— start of TASK INPUT —

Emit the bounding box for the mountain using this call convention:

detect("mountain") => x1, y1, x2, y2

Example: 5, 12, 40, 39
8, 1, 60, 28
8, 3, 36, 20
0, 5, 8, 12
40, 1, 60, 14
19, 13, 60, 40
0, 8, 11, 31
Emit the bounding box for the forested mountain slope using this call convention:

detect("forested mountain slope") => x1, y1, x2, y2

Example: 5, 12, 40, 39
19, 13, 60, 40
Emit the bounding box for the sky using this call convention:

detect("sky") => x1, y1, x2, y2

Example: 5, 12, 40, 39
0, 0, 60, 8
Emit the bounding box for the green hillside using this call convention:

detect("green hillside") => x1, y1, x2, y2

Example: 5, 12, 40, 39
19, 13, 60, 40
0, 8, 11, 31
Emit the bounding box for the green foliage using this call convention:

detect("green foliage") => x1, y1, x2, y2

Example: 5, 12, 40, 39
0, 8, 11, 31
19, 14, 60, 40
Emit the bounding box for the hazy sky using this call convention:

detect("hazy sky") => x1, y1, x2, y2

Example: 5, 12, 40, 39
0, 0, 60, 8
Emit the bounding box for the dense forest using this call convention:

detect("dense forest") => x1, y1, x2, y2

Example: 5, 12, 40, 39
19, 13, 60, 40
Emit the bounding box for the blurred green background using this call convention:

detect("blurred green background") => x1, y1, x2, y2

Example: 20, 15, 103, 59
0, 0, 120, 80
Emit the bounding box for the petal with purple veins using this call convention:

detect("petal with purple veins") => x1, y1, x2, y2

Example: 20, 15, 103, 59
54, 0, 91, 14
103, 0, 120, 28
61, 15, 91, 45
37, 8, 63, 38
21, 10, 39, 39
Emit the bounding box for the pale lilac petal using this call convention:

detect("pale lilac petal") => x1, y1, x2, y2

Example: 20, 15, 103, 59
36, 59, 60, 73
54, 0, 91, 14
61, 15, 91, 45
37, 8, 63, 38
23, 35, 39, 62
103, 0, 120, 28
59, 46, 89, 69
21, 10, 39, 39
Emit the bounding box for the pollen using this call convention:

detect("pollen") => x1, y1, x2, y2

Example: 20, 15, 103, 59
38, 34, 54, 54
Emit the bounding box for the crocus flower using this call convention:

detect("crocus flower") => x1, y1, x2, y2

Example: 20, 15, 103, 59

— end of TASK INPUT —

» **REQUIRED WORK**
Render every line of the records above as a JSON list of strings, with one string per line and all blank lines omitted.

» **FINAL ANSWER**
[
  "Emit the bounding box for the mountain using this call convention:",
  "detect(\"mountain\") => x1, y1, x2, y2",
  "Example: 5, 12, 40, 39",
  "8, 1, 60, 28",
  "8, 3, 36, 20",
  "0, 5, 8, 12",
  "40, 1, 60, 14",
  "19, 13, 60, 40",
  "0, 8, 11, 31",
  "Emit the bounding box for the forested mountain slope using this call convention:",
  "detect(\"forested mountain slope\") => x1, y1, x2, y2",
  "Example: 5, 12, 40, 39",
  "19, 13, 60, 40",
  "Emit the bounding box for the sky using this call convention:",
  "detect(\"sky\") => x1, y1, x2, y2",
  "Example: 5, 12, 40, 39",
  "0, 0, 60, 8",
  "Emit the bounding box for the green hillside using this call convention:",
  "detect(\"green hillside\") => x1, y1, x2, y2",
  "Example: 5, 12, 40, 39",
  "19, 13, 60, 40",
  "0, 8, 11, 31",
  "Emit the bounding box for the green foliage using this call convention:",
  "detect(\"green foliage\") => x1, y1, x2, y2",
  "Example: 5, 12, 40, 39",
  "0, 8, 11, 31",
  "19, 14, 60, 40",
  "Emit the bounding box for the hazy sky using this call convention:",
  "detect(\"hazy sky\") => x1, y1, x2, y2",
  "Example: 5, 12, 40, 39",
  "0, 0, 60, 8",
  "Emit the bounding box for the dense forest using this call convention:",
  "detect(\"dense forest\") => x1, y1, x2, y2",
  "Example: 5, 12, 40, 39",
  "19, 13, 60, 40",
  "Emit the bounding box for the blurred green background using this call convention:",
  "detect(\"blurred green background\") => x1, y1, x2, y2",
  "Example: 20, 15, 103, 59",
  "0, 0, 120, 80",
  "Emit the bounding box for the petal with purple veins using this call convention:",
  "detect(\"petal with purple veins\") => x1, y1, x2, y2",
  "Example: 20, 15, 103, 59",
  "54, 0, 91, 14",
  "103, 0, 120, 28",
  "61, 15, 91, 45",
  "37, 8, 63, 38",
  "21, 10, 39, 39",
  "Emit the bounding box for the pale lilac petal using this call convention:",
  "detect(\"pale lilac petal\") => x1, y1, x2, y2",
  "Example: 20, 15, 103, 59",
  "36, 59, 60, 73",
  "54, 0, 91, 14",
  "61, 15, 91, 45",
  "37, 8, 63, 38",
  "23, 35, 39, 62",
  "103, 0, 120, 28",
  "59, 46, 89, 69",
  "21, 10, 39, 39",
  "Emit the bounding box for the pollen using this call convention:",
  "detect(\"pollen\") => x1, y1, x2, y2",
  "Example: 20, 15, 103, 59",
  "38, 34, 54, 54",
  "Emit the bounding box for the crocus flower using this call convention:",
  "detect(\"crocus flower\") => x1, y1, x2, y2",
  "Example: 20, 15, 103, 59"
]